_Requirements_. Tally the lines in the data below that contain the string "jacket", with uppercase and lowercase letters treated as different. Give only the number.

_Records provided_.
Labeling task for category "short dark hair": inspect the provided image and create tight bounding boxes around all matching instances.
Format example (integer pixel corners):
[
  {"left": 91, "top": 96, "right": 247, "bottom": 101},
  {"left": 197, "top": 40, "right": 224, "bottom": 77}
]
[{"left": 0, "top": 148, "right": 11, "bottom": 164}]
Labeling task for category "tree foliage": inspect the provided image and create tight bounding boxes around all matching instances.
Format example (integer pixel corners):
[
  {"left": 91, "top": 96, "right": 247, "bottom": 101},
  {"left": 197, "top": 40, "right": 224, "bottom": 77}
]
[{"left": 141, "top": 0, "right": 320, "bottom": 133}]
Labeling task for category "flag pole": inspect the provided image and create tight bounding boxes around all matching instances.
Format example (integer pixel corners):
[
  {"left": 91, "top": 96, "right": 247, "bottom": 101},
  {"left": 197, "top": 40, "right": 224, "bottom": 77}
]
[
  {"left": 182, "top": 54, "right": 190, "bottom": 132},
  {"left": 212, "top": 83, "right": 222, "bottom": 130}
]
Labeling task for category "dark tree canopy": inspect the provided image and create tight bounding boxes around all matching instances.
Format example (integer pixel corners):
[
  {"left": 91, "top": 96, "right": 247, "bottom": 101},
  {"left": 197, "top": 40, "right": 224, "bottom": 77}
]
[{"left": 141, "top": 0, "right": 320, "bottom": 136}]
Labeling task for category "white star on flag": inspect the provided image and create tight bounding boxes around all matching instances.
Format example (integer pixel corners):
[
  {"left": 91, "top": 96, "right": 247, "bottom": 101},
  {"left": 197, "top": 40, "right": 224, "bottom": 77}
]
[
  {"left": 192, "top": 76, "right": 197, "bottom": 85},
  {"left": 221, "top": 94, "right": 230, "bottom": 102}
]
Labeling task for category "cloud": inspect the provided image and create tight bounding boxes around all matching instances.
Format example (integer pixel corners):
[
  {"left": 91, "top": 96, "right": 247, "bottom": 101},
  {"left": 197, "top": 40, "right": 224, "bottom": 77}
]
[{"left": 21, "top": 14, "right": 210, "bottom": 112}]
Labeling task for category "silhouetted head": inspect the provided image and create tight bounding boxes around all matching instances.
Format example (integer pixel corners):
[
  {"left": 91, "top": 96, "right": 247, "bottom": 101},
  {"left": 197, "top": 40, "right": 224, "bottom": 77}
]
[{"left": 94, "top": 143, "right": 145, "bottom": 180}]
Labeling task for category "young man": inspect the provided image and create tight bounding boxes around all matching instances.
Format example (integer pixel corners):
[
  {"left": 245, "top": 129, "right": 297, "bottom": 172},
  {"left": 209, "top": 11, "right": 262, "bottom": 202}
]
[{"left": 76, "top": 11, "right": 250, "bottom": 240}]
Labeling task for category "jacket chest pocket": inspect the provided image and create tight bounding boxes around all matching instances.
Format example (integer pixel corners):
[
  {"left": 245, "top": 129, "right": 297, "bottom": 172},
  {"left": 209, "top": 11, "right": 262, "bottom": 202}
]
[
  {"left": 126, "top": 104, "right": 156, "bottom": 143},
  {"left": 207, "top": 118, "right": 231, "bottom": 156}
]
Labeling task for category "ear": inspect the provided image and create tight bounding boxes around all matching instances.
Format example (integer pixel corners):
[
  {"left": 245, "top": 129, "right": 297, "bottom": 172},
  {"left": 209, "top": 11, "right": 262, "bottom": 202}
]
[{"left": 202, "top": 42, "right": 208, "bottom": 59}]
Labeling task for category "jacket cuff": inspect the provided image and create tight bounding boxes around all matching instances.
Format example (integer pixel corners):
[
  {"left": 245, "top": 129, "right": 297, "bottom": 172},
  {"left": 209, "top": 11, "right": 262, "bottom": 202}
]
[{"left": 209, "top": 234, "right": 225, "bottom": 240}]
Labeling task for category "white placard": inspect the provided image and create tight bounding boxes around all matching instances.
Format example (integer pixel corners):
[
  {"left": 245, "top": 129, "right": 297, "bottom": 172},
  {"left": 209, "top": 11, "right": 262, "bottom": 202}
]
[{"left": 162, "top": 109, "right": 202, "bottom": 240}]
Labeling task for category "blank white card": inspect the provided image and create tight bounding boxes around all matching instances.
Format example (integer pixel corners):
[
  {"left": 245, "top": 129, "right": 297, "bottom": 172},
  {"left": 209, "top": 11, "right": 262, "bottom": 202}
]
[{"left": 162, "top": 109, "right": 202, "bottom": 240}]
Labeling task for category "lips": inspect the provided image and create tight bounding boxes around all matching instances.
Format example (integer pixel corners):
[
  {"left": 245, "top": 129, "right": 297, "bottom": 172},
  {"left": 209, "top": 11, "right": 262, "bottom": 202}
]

_Written solution_. 2